■ Supplied text:
# Ever been really disappointed in a gun?



## amon (May 8, 2002)

Most of us have some really nice pieces and we like talking about them. But what about guns you've owned or fired that failed your expectations?

Two guns that were really pricey and had great reputations that I was really disappointed in:
1. SOCOM
2. G3

I understand that having strong and long trigger pull is desirable for military, LE, gloves, etc. But the triggers were just BAD. The sensation was like stripped gears. Herky jerky, way too tough, you could actually hear the creep. It was just god awful.

:smile-mad


----------



## bone (Sep 17, 2010)

mini 14, couldnt hold a pie plate at 50 yards, had it one day


----------



## 8iowa (Jan 28, 2008)

By far, the most disappointing rifle I've ever owned was a Weatherby ultra light in 308 Winchester. At that time it was also the most expensive gun I had ever purchased.

It had a nasty habit of jamming when trying to bolt a cartridge from the magazine to chamber. I tried all kinds of different loads, they would all jam once or twice in ten rounds. This didn't make any sense, as the 308 cartridge was designed to operate in fully automatic weapons.

This rifle had the typical high comb "Weatherby" type stock, which required me to mount the 2x7 scope on high rings. It not only looked stupid with the scope "on stilts", but it also perfectly placed the scope to bop me in the nose, as this light rifle had a rather rapid recoil velocity.

I couldn't do any better than about 3" groups at 100 yards. Thinking it was just me, I let a fellow benchrest shooter give it a try to see if he could do better. He couldn't, and handed it back to me with a bloody nose.

I was glad to see that rifle go.


----------



## CMR (Jul 25, 2003)

Marlin 1894, .44Mag.
Couldn't hit the broadside of a barn with it. Accurate, it was not.


----------



## hunt-n-fool (Oct 10, 2006)

I had a beautiful tikka T3 laminate/stainless rifle with a high quality Leupold on it. It would shoot roughly 3 to 4 inch groups at 100 yards.

I thought that I had bought the rifle of my dreams, just didnt realize that the dream was a nightmare in disguise! Sold it, put the same scope on a 308 tikka, and the groups were less than 0.6 inches at 100 yards.

It wasnt the scope that produced the poor group size, doubt it was all the different types of ammo I ran through it either.


----------



## gunsngolfn (Feb 12, 2009)

Well, it took alot of thought and for a moment I could not come up with any of my guns that would fit the question, then it came rushing back and I got kinda sick remembering this horrible POS, not even a good paper weight Kel Tec P40---- P stink n u


----------



## amon (May 8, 2002)

■ Extracted information:

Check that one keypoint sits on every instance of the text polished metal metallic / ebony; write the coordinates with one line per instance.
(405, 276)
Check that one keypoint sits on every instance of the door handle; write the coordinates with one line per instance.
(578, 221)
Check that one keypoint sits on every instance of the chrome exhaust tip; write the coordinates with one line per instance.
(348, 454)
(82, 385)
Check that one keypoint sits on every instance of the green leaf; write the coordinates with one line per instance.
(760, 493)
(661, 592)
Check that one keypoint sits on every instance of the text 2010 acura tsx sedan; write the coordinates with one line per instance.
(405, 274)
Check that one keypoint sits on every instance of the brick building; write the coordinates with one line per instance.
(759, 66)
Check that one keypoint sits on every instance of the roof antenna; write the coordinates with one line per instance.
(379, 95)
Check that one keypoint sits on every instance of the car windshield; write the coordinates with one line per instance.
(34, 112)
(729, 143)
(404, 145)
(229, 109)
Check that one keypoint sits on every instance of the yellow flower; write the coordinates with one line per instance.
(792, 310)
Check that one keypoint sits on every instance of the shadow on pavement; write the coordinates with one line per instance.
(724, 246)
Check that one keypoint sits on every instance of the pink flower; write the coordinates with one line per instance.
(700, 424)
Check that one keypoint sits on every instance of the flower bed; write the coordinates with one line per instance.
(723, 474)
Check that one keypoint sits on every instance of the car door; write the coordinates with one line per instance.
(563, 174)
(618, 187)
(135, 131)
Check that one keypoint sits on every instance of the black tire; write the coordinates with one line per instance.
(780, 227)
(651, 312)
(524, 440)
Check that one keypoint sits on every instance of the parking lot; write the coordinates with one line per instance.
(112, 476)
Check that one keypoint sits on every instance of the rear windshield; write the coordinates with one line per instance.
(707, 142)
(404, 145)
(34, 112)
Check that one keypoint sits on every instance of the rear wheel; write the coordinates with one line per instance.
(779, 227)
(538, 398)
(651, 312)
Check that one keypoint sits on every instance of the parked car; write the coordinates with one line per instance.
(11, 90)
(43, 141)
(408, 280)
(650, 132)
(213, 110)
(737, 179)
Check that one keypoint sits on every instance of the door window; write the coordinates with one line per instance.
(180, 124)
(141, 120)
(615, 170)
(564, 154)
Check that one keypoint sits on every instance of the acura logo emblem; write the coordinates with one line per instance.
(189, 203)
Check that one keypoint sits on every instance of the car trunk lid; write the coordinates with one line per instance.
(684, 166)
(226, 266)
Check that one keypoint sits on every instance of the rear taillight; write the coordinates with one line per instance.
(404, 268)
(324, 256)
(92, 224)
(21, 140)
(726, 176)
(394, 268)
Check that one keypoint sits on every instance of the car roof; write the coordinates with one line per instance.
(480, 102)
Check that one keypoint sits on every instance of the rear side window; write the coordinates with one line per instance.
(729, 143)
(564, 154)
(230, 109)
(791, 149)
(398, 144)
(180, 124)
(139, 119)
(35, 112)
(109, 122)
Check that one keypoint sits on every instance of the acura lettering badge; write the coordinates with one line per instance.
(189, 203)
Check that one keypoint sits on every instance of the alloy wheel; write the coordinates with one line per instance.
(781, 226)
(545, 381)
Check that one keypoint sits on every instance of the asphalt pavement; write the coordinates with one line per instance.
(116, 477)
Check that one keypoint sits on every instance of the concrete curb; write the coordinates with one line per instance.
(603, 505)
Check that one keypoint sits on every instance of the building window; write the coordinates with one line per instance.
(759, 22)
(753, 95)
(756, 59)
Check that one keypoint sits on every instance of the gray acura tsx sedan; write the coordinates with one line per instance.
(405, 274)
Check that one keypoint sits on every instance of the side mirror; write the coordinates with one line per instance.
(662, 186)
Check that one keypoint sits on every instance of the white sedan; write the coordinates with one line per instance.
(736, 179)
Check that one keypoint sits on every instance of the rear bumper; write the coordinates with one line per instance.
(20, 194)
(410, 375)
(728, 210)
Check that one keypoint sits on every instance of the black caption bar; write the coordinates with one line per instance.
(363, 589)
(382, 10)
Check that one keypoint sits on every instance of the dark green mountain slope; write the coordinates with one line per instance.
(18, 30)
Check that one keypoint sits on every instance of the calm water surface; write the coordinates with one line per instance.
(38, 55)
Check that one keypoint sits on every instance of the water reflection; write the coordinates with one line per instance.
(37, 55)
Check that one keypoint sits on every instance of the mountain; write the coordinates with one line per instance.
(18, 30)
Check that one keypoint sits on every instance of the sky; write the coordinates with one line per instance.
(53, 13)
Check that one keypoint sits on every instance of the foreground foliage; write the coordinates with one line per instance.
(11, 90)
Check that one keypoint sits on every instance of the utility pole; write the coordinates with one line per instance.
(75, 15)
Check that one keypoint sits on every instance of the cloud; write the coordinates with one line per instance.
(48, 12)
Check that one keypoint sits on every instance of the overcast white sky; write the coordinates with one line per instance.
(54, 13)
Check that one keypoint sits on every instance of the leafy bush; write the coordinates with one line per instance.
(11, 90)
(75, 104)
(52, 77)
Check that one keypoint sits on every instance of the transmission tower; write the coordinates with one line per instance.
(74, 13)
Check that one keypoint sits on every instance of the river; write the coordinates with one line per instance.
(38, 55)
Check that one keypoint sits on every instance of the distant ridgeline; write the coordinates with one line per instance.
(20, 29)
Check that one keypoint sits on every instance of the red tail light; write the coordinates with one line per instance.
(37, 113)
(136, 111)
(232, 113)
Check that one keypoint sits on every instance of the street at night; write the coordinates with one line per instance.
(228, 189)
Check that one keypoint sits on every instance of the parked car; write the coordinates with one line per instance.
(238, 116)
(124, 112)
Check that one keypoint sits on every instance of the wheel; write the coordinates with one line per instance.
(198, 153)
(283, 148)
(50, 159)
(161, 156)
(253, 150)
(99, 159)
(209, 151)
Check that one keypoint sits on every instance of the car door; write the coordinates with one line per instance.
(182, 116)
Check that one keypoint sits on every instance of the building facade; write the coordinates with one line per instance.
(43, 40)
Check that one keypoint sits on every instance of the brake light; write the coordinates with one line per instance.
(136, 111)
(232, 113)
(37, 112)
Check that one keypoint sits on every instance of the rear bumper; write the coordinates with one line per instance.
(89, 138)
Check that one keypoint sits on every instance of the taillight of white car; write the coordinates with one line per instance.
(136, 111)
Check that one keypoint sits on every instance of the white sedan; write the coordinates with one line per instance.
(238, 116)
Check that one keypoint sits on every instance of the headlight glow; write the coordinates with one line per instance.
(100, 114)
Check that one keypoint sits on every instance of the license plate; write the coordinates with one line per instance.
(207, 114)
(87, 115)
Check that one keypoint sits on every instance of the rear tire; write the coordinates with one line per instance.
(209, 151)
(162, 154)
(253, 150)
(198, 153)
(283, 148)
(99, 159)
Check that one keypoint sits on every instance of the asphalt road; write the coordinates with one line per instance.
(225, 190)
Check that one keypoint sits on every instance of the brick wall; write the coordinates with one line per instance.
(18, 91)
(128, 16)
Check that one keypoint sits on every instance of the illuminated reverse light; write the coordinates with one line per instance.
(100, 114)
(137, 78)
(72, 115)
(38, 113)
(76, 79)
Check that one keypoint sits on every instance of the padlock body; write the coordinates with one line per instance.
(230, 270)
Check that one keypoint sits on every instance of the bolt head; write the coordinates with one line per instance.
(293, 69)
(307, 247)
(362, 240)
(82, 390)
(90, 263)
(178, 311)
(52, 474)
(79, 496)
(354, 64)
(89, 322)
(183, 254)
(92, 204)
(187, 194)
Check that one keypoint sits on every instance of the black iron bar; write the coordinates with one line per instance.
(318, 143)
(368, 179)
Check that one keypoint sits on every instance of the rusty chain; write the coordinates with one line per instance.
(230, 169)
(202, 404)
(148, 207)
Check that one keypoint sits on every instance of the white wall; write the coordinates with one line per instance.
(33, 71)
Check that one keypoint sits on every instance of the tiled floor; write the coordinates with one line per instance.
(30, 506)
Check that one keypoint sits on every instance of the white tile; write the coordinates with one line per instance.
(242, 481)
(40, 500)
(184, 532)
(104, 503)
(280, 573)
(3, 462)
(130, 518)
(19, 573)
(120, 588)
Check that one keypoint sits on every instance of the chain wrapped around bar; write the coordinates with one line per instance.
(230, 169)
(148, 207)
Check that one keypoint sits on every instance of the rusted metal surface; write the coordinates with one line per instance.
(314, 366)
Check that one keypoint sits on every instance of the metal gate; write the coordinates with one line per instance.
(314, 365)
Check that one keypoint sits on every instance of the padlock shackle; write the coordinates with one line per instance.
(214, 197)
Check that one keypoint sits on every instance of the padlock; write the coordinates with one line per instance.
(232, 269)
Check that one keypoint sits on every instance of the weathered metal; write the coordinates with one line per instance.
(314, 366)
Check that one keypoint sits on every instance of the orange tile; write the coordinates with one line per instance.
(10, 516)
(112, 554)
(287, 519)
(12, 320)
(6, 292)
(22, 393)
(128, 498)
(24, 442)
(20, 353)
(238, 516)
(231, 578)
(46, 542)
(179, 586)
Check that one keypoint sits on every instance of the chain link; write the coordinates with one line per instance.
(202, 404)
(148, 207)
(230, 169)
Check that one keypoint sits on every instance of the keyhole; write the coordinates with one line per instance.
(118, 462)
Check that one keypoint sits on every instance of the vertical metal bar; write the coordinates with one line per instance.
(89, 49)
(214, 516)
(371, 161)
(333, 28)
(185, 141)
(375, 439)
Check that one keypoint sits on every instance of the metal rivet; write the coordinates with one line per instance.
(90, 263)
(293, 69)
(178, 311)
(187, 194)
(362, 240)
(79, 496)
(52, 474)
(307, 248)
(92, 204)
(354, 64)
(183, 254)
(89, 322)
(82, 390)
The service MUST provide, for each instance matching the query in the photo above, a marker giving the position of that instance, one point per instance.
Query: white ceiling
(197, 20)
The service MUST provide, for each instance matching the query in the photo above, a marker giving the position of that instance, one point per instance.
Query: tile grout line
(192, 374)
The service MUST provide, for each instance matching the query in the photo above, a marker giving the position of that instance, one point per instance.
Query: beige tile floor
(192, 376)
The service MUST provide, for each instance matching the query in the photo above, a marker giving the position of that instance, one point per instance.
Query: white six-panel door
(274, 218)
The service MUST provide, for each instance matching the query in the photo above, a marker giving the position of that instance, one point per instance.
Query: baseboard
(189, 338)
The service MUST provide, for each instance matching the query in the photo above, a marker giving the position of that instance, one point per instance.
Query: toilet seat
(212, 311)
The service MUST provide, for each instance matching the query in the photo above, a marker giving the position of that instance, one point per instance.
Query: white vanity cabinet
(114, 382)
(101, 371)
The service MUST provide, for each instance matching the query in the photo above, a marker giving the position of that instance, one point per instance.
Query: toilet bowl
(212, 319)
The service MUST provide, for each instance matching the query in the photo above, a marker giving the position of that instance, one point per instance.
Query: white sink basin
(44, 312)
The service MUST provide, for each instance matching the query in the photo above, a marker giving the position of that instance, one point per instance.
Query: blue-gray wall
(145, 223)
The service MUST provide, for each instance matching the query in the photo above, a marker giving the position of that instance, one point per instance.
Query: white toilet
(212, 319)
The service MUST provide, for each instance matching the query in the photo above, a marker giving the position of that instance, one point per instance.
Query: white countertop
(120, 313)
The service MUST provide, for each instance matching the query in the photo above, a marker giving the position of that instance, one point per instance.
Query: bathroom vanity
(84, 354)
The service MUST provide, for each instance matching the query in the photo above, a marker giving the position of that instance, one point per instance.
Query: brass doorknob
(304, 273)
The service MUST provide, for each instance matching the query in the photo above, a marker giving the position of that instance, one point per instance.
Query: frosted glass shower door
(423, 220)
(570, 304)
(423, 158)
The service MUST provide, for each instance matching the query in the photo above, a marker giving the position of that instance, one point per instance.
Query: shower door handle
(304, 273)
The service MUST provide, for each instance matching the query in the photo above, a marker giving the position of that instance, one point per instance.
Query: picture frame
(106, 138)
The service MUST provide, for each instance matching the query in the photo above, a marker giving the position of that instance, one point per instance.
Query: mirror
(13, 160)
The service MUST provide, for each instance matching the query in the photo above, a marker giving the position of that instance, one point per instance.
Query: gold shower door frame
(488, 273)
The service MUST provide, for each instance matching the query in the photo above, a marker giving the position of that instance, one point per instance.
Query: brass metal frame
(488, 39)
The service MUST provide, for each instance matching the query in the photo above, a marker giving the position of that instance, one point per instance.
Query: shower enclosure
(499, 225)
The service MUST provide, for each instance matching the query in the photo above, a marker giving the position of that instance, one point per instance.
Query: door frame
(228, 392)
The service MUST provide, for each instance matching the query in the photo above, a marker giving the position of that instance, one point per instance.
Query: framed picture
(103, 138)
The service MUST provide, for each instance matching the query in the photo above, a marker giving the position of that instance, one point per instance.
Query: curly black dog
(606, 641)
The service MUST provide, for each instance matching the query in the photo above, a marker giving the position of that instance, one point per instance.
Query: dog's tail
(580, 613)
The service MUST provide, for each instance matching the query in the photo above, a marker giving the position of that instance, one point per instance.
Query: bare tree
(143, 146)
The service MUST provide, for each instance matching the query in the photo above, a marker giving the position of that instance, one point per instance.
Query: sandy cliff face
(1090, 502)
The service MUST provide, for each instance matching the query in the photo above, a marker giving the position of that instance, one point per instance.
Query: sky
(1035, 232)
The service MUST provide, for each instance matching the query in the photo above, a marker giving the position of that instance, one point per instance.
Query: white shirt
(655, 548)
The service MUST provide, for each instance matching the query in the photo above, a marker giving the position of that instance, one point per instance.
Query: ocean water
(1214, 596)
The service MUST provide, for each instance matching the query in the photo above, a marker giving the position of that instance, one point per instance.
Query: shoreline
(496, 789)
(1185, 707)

■ Goals:
(1) Duplicate everything in the thread about disappointing guns from "I understand that" down to "just god awful.".
(2) In the thread about disappointing guns, why did hunt-n-fool conclude that the scope was not to blame for the Tikka T3's poor groups?
(3) Take the thread about disappointing guns further from where it stops.
The lines aren't needed for any of this.

■ Expected responses:
(1)
I understand that having strong and long trigger pull is desirable for military, LE, gloves, etc. But the triggers were just BAD. The sensation was like stripped gears. Herky jerky, way too tough, you could actually hear the creep. It was just god awful.

(2) After selling the T3, hunt-n-fool mounted the same Leupold scope on a 308 Tikka. That rifle shot groups under 0.6 inches at 100 yards, compared with the 3 to 4 inch groups from the T3.

(3)
Doesn't have to be one of yours...anything you've ever fired.


----------



## WhitetailJunkie (Nov 3, 2008)

I have one but I am disappointed for reasons other than a problem/defect in the gun. 
A really good friend of mine used to grouse hunt with a Browning BSS 20 ga with an English stock. I fell in love with that gun from the moment I saw it. He refused to sell it but his brother happened to find one exactly like it at a gunshop up north. He called me and I bought it sight unseen. Although I love the way the gun looks and feels I cannot seem to hit the broad side of a barn with it.:lol::lol: So it is now a safe queen (until my son is old enough to try it) and I'm back to using my Citori for grouse.


----------



## kotimaki (Feb 13, 2009)

When I was young , I was blessed with a pretty good dog , a plentiful supply of birds and the most god awful mossberg 500 twenty gauge you had ever seen....a 28 vent rib with a poly choke.....and oh how I longed for a double gun.....
Long about my 14th year I found an opportunity to trade that gun for a side by side 12 , and what a mistake that was....the gun kicked like a mule and every once in a while both barrels would let loose at once...to this day I don't miss that gun at all......

Sent from my PB99400 using Tapatalk


----------



## bronc72 (Nov 25, 2008)

Ruger Mini-14, the only way to get a tight group out of it was to wait 5 minutes before shots. Ruger claims that it now manufactures its own barrel and they are more accurate now, however I will not buy another to find out.


----------



## Nick Adams (Mar 10, 2005)

amon said:


> Doesn't have to be one of yours...anything you've ever fired.


The M16a1 I was issued. (biggest POS I ever fired)

I had a Colt Commander for a few years back in the 80's. Nice gun, but never got it to shoot well. (most disappointing gun I ever owned)

-na


----------



## Rugergundog (May 21, 2008)

CETME .308, 6" At 100 yards.


----------



## wally-eye (Oct 27, 2004)

Nick Adams said:


> The M16a1 I was issued. (biggest POS I ever fired)
> 
> I had a Colt Commander for a few years back in the 80's. Nice gun, but never got it to shoot well. (most disappointing gun I ever owned)
> 
> -na




I hear ya on the M16 Nick.........I was issued three different ones in a two week period........all of them were junk.....I really liked the M14 I had been using but I had orders to swap it out.........really really liked that 14 though......could be the selector switch though.....:lol: although the 16 was a tad easier humping.....

Back in the 70s I was in a gun club in Jackson and saved some money and bought a gold cup.........what a piece of trash that was.....traded it off after a month after putting over 500 rounds thru it....junkiest gun I ever owned..........guy I sold it to still cusses me out to this day..:evil:


----------



## Rugergundog (May 21, 2008)

M16's are by no means as reliable as their venerable counterpart the AK......however upgrades to the rifle and cleaner burning ammunition have improved reliability of the M16(AR). Accuracy demands of today's battlefield have shifted favor to the M16 as well.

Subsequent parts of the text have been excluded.